WHAT IS BEING ASKED: Please quote every line word for word.

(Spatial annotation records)
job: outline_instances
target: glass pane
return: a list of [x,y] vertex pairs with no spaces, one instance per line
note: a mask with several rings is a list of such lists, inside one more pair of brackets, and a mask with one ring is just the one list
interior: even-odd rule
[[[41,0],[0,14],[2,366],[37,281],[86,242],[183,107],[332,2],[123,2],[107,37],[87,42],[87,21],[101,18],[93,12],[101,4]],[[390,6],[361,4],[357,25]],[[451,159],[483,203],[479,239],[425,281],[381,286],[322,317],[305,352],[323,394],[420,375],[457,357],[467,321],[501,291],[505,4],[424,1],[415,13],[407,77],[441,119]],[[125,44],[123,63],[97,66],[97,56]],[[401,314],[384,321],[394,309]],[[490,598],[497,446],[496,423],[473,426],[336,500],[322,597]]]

ANSWER:
job: outline_instances
target: glass pane
return: a list of [x,y] vertex pairs with no spaces, one instance per line
note: a mask with several rings is a list of such lists, inside one more pair of brackets, and a mask with one ring is just the one list
interior: even-odd rule
[[[41,0],[0,14],[2,366],[37,281],[86,242],[183,107],[332,2],[123,2],[107,37],[87,42],[87,21],[101,18],[93,12],[101,4]],[[390,6],[361,4],[357,25]],[[451,159],[483,203],[479,239],[425,281],[381,286],[322,317],[305,352],[323,394],[420,375],[457,357],[467,321],[501,291],[505,4],[424,1],[415,13],[407,77],[441,119]],[[125,44],[123,63],[97,66],[97,56]],[[401,314],[384,321],[394,309]],[[490,598],[497,446],[496,423],[473,426],[336,500],[322,597]]]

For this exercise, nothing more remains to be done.